--- start of Excerpted records ---

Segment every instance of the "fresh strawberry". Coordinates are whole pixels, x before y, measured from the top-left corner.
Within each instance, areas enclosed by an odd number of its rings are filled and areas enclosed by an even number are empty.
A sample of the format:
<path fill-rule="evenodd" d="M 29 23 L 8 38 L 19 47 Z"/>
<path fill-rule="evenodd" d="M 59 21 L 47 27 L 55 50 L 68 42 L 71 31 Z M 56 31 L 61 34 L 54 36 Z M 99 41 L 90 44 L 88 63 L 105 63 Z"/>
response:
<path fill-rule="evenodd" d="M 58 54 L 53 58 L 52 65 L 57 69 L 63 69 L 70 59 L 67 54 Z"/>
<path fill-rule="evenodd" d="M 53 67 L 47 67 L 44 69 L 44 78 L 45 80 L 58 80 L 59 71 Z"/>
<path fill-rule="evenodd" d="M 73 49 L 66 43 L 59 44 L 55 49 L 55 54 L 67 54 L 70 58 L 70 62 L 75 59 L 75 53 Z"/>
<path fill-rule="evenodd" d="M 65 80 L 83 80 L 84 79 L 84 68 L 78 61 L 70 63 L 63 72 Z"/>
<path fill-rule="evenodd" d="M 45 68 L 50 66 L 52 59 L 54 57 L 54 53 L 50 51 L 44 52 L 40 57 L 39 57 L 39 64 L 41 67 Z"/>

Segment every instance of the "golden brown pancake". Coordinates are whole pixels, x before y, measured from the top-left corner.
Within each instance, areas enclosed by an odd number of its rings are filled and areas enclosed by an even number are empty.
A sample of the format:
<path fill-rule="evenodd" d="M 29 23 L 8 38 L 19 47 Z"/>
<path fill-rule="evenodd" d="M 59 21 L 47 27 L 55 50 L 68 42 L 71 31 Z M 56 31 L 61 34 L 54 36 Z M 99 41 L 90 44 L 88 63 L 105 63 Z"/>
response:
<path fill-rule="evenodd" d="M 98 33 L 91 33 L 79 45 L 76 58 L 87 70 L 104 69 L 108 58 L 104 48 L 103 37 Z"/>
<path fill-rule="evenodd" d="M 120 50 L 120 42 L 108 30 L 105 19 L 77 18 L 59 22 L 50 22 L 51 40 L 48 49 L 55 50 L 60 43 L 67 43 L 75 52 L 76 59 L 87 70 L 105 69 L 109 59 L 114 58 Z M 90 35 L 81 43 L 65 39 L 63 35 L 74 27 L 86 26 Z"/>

--- end of Excerpted records ---

### What is expected
Reproduce both entries above word for word, every line included.

### Completed task
Segment every instance of the "fresh strawberry". Coordinates are whole pixels, x before y, measured from the top-left corner.
Within each instance, areas enclosed by an odd number of its rings are filled and areas enclosed by an even number are empty.
A sample of the format:
<path fill-rule="evenodd" d="M 29 23 L 8 38 L 19 47 Z"/>
<path fill-rule="evenodd" d="M 59 21 L 47 27 L 55 50 L 68 42 L 71 31 Z M 56 31 L 61 34 L 54 36 Z M 99 41 L 90 44 L 88 63 L 105 63 Z"/>
response:
<path fill-rule="evenodd" d="M 58 54 L 53 58 L 52 65 L 57 69 L 63 69 L 70 59 L 67 54 Z"/>
<path fill-rule="evenodd" d="M 53 67 L 47 67 L 44 69 L 44 78 L 45 80 L 58 80 L 59 71 Z"/>
<path fill-rule="evenodd" d="M 73 49 L 66 43 L 59 44 L 55 49 L 55 54 L 67 54 L 70 58 L 70 62 L 75 59 L 75 53 Z"/>
<path fill-rule="evenodd" d="M 65 80 L 83 80 L 84 79 L 84 68 L 78 61 L 70 63 L 63 72 Z"/>
<path fill-rule="evenodd" d="M 45 68 L 50 66 L 52 59 L 54 57 L 54 53 L 50 51 L 44 52 L 40 57 L 39 57 L 39 64 L 41 67 Z"/>

Segment every instance of the "golden brown pancake". Coordinates are whole pixels, x before y, measured from the top-left corner.
Within each instance, areas enclosed by an odd number of its rings are filled and areas enclosed by an even number are empty.
A sample of the format:
<path fill-rule="evenodd" d="M 29 23 L 8 38 L 19 47 Z"/>
<path fill-rule="evenodd" d="M 59 21 L 47 27 L 55 50 L 68 42 L 71 31 Z M 56 31 L 61 34 L 54 36 Z M 99 41 L 90 44 L 88 63 L 105 63 Z"/>
response:
<path fill-rule="evenodd" d="M 98 33 L 91 33 L 79 45 L 76 58 L 87 70 L 104 69 L 108 58 L 104 48 L 103 37 Z"/>
<path fill-rule="evenodd" d="M 120 50 L 120 42 L 108 30 L 105 19 L 77 18 L 59 22 L 50 22 L 51 40 L 48 49 L 55 50 L 60 43 L 67 43 L 75 52 L 76 59 L 87 70 L 105 69 L 109 59 L 114 58 Z M 90 35 L 81 43 L 65 39 L 63 35 L 74 27 L 86 26 Z"/>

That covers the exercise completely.